* _Short task_
Set down the line that contains "bicycle front wheel" and every line after it to the end of the entries, exactly as they stand and nothing more.
--- Data records ---
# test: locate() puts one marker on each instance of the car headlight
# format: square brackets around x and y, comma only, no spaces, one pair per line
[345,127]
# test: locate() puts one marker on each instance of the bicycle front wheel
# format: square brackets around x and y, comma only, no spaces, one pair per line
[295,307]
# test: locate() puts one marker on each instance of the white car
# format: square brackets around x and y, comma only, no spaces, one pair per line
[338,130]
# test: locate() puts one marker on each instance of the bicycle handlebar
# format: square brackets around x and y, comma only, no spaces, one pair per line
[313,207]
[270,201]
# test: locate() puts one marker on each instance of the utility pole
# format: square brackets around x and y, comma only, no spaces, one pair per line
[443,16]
---
* _Finished answer_
# test: locate() puts one marker on each instance of the bicycle front wheel
# format: square brackets around x and y, comma only, no spaces, one pair per line
[295,307]
# test: locate() puts one marker on each instance of the white car
# format: square brackets around x and y, comma only, no spaces, one pair per line
[338,130]
# test: locate() puts one marker on each instance of the bicycle handlebar
# format: square brackets around x and y, comma only, no spaces, one pair per line
[313,207]
[270,201]
# test: locate() puts one marker on each instance of the utility pole
# format: square brackets around x and y, comma only, no spaces, one pair per line
[443,16]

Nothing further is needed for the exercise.